SET PROBLEM » Would you restate, exactly as they appear, the lines from the one containing "green leaf, each" through the end of the data below?
— start —
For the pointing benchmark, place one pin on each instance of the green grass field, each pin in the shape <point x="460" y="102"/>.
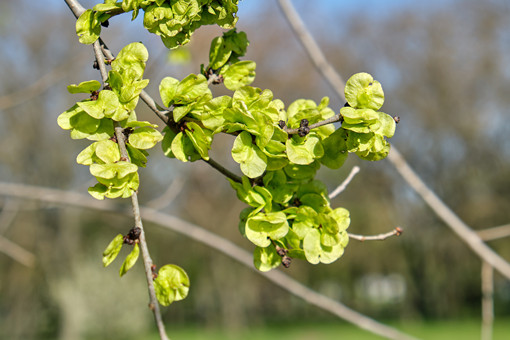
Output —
<point x="439" y="330"/>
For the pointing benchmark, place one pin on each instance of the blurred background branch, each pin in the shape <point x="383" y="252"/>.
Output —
<point x="211" y="240"/>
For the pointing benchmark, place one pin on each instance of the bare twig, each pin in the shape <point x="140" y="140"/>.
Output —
<point x="162" y="114"/>
<point x="345" y="183"/>
<point x="223" y="170"/>
<point x="331" y="120"/>
<point x="168" y="196"/>
<point x="210" y="239"/>
<point x="314" y="52"/>
<point x="100" y="61"/>
<point x="9" y="212"/>
<point x="16" y="252"/>
<point x="464" y="232"/>
<point x="75" y="7"/>
<point x="487" y="300"/>
<point x="453" y="221"/>
<point x="494" y="233"/>
<point x="397" y="231"/>
<point x="147" y="261"/>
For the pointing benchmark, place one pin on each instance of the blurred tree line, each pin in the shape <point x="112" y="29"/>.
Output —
<point x="444" y="70"/>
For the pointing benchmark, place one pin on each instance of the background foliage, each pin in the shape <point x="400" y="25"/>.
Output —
<point x="444" y="71"/>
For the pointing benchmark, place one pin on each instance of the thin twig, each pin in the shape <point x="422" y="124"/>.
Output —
<point x="397" y="231"/>
<point x="168" y="196"/>
<point x="313" y="50"/>
<point x="442" y="210"/>
<point x="345" y="183"/>
<point x="464" y="232"/>
<point x="331" y="120"/>
<point x="75" y="7"/>
<point x="494" y="233"/>
<point x="223" y="170"/>
<point x="147" y="261"/>
<point x="163" y="115"/>
<point x="100" y="61"/>
<point x="487" y="300"/>
<point x="9" y="211"/>
<point x="68" y="198"/>
<point x="16" y="252"/>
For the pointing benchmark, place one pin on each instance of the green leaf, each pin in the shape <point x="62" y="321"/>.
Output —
<point x="130" y="260"/>
<point x="252" y="160"/>
<point x="301" y="172"/>
<point x="107" y="151"/>
<point x="212" y="117"/>
<point x="281" y="189"/>
<point x="363" y="92"/>
<point x="218" y="53"/>
<point x="112" y="250"/>
<point x="191" y="89"/>
<point x="106" y="7"/>
<point x="168" y="89"/>
<point x="130" y="63"/>
<point x="172" y="284"/>
<point x="88" y="27"/>
<point x="264" y="227"/>
<point x="316" y="252"/>
<point x="266" y="258"/>
<point x="137" y="157"/>
<point x="109" y="171"/>
<point x="341" y="216"/>
<point x="201" y="139"/>
<point x="238" y="75"/>
<point x="335" y="149"/>
<point x="304" y="151"/>
<point x="257" y="197"/>
<point x="86" y="156"/>
<point x="388" y="125"/>
<point x="166" y="144"/>
<point x="145" y="138"/>
<point x="106" y="105"/>
<point x="84" y="87"/>
<point x="98" y="191"/>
— end —
FULL OUTPUT »
For the pointing benchmark, place one pin on each instance of the green leaf, each pin in the shape <point x="62" y="321"/>.
Output —
<point x="130" y="260"/>
<point x="252" y="160"/>
<point x="301" y="172"/>
<point x="107" y="151"/>
<point x="212" y="117"/>
<point x="281" y="189"/>
<point x="363" y="92"/>
<point x="218" y="53"/>
<point x="112" y="250"/>
<point x="191" y="89"/>
<point x="106" y="7"/>
<point x="168" y="89"/>
<point x="130" y="63"/>
<point x="172" y="284"/>
<point x="88" y="27"/>
<point x="264" y="227"/>
<point x="316" y="252"/>
<point x="266" y="258"/>
<point x="137" y="157"/>
<point x="109" y="171"/>
<point x="341" y="216"/>
<point x="201" y="139"/>
<point x="238" y="75"/>
<point x="335" y="149"/>
<point x="304" y="151"/>
<point x="257" y="197"/>
<point x="86" y="156"/>
<point x="388" y="125"/>
<point x="166" y="144"/>
<point x="145" y="138"/>
<point x="106" y="105"/>
<point x="84" y="87"/>
<point x="98" y="191"/>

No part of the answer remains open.